* **Aim**
Output the lines from the one containing "A point falls on each instance of the face" through the end of the items as a Markdown table with the columns Row and Line, giving each line a row number and omitting blank lines.

##### Record excerpts #####

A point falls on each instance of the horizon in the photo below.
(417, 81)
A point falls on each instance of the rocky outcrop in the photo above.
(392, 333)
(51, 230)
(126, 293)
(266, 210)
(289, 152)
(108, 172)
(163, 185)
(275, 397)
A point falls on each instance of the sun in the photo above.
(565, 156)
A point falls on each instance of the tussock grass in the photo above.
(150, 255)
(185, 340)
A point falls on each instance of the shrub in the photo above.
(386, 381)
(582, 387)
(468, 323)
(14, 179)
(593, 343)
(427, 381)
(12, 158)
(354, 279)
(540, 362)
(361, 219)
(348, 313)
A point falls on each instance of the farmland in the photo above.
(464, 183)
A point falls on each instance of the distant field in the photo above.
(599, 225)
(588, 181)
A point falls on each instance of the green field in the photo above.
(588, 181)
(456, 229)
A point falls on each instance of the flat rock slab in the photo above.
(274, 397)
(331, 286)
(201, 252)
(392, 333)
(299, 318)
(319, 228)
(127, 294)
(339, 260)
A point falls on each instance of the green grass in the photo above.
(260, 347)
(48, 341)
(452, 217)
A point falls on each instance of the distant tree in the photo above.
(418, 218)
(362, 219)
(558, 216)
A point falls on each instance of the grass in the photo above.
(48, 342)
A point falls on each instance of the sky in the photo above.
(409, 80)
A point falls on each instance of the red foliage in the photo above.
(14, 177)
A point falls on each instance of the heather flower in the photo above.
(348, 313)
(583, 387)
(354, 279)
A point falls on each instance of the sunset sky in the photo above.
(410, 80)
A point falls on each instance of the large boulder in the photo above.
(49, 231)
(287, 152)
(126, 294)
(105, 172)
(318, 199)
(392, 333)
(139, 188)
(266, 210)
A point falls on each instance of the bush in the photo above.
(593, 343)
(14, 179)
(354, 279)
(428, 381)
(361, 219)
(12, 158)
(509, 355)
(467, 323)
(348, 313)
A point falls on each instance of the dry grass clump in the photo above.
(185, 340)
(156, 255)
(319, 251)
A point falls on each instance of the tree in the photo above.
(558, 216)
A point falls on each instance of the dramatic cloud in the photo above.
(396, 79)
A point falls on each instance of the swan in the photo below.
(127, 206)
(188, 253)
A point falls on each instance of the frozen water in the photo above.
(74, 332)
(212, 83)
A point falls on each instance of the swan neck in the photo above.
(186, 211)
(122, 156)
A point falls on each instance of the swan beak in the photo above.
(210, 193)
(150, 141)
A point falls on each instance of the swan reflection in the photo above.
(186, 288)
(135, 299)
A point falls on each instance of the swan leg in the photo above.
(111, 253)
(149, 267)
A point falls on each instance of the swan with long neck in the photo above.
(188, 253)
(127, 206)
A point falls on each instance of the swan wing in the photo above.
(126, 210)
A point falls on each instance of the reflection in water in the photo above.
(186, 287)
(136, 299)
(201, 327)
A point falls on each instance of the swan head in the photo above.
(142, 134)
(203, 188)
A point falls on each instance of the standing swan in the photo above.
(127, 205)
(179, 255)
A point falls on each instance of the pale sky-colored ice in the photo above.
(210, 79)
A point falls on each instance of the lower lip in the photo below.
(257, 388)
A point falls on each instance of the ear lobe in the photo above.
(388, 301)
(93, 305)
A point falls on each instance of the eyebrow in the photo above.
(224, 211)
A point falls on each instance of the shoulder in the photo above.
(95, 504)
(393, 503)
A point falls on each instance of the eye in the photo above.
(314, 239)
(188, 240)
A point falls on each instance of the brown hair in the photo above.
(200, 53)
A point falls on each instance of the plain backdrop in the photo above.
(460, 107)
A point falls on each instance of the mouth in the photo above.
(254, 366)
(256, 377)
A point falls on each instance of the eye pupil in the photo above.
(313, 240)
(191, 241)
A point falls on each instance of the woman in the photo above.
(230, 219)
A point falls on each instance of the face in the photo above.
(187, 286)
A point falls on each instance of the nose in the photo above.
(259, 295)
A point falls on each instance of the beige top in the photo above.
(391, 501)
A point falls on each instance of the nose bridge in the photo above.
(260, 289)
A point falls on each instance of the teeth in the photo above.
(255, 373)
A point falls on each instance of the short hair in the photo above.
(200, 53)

#####

* **Finished task**
| Row | Line |
|---|---|
| 1 | A point falls on each instance of the face in the photo above. |
| 2 | (187, 286) |
| 3 | A point falls on each instance of the nose in the photo above. |
| 4 | (259, 295) |
| 5 | A point falls on each instance of the beige top in the photo above. |
| 6 | (391, 501) |
| 7 | A point falls on each instance of the nose bridge in the photo above. |
| 8 | (260, 289) |
| 9 | A point falls on each instance of the teeth in the photo above. |
| 10 | (255, 373) |
| 11 | A point falls on each instance of the short hair in the photo above. |
| 12 | (200, 53) |